**THE RECORDS:**
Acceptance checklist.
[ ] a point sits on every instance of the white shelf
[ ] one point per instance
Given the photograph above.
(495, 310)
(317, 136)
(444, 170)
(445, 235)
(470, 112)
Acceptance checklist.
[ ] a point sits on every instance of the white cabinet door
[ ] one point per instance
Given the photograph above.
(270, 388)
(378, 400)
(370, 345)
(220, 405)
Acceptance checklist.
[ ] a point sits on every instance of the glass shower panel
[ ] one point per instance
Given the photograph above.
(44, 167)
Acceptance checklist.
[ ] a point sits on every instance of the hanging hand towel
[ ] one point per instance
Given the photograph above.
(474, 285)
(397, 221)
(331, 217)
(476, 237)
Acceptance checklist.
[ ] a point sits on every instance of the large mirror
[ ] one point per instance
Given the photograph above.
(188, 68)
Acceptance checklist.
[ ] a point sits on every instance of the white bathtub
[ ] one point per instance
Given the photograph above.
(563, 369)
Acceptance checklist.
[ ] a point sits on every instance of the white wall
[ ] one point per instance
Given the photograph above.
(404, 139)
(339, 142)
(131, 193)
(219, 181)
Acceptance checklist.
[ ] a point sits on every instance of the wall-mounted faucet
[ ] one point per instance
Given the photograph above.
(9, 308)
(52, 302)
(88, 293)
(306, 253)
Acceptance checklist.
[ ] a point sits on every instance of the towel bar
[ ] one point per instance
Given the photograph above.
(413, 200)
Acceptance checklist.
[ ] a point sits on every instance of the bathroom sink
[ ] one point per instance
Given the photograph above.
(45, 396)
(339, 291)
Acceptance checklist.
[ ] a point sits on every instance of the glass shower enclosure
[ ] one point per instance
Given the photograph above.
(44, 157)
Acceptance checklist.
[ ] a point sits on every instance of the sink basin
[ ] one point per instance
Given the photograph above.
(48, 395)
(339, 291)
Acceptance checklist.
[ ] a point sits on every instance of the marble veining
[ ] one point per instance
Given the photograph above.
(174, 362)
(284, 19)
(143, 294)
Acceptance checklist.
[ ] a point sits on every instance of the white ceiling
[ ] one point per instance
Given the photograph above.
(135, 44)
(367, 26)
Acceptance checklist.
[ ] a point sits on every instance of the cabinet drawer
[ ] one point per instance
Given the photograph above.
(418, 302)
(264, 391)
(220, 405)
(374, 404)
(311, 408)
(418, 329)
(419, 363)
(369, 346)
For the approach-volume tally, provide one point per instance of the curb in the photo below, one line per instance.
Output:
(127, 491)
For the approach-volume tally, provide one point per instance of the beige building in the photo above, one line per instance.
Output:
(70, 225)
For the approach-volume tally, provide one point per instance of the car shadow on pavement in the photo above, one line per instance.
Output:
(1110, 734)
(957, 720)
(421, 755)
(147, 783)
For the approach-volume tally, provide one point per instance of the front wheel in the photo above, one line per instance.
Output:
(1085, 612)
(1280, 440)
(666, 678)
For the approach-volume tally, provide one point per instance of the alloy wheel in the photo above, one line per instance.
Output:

**TASK REQUIREMENTS:** Please rewrite the entire listing above, replacing "instance" with "occurrence" everywhere it appears and changing nothing else.

**OUTPUT FOR THIS EXERCISE:**
Acceptance checklist.
[ ] a point sits on every occurrence of the white shelf
[ ] one point per occurrence
Given the photograph above.
(495, 310)
(317, 136)
(444, 170)
(445, 235)
(470, 112)
Acceptance checklist.
[ ] a point sits on every occurrence of the white cabinet door
[ ] one point per occurrence
Given the photograph above.
(270, 388)
(378, 400)
(370, 345)
(220, 405)
Acceptance checklist.
[ ] a point sits on every occurrence of the glass shower panel
[ ] one point per occurrence
Given the photograph above.
(44, 167)
Acceptance checklist.
[ ] a point sits on every occurrence of the hanging hand towel
[ ] one point per occurrence
Given the photograph above.
(474, 285)
(397, 221)
(331, 217)
(476, 237)
Acceptance checklist.
[ ] a point sits on every occurrence of the large mirror
[ ] one point per occurrence
Given the photograph above.
(188, 68)
Acceptance checklist.
[ ] a point sits on every occurrence of the white bathtub
[ ] one point per occurrence
Given the photograph above.
(563, 369)
Acceptance checklist.
[ ] a point sits on every occurrence of the white wall
[ ] one point per occurrence
Given the photograph above.
(404, 139)
(339, 142)
(131, 193)
(219, 181)
Acceptance checklist.
[ ] a point sits on every occurrence of the wall-mounted faucet
[ ] one point per occurrence
Given the photograph above.
(9, 308)
(52, 302)
(88, 293)
(306, 253)
Acceptance checklist.
[ ] a point sits on every occurrence of the towel bar
[ ] one point per occurrence
Given the photograph above.
(413, 200)
Acceptance checklist.
[ ] a point sits on every occurrence of the bathroom sink
[ ] one point per occurrence
Given the photograph above.
(45, 396)
(339, 291)
Acceptance checklist.
[ ] a point sits on every occurrence of the glass shower enclosure
[ ] one point per occurrence
Given the photograph above.
(44, 157)
Acceptance checklist.
[ ] a point sits on every occurrence of the sink basin
[ ] one point per occurrence
Given the photograph above.
(48, 395)
(339, 291)
Acceptance checklist.
[ ] a point sits on every occurrence of the marble veining
[ ] one point per occurrence
Given the photograph above.
(174, 362)
(284, 19)
(143, 294)
Acceptance checklist.
[ ] a point sits on every occurrence of the white ceiling
[ ] one point per occurrence
Given the photograph above.
(135, 44)
(367, 26)
Acceptance checklist.
[ ] a point sits on every occurrence of the cabinet drawer
[ ] one point per occurrence
Given the photograph above.
(418, 302)
(264, 391)
(220, 405)
(374, 404)
(311, 408)
(418, 329)
(419, 363)
(369, 346)
For the approach-volume tally, provide one point per occurrence of the curb in the photo below, one line per occurrence.
Output:
(127, 491)
For the approach-volume tally, provide one point per occurrence of the beige building in the photo above, one line per occurrence.
Output:
(70, 225)
For the approach-volume tally, provide one point per occurrence of the car shadow on pavement in the photo above, one line per occurrence.
Output:
(1110, 734)
(957, 720)
(421, 755)
(147, 783)
For the approach-volume tally, provide one point per occurrence of the front wheel in the photo above, one line per occurrence.
Output:
(1085, 612)
(1280, 440)
(666, 678)
For the approach-volume tally, provide one point per occurrence of the alloy wheel in the photo above, one line per occurrence.
Output:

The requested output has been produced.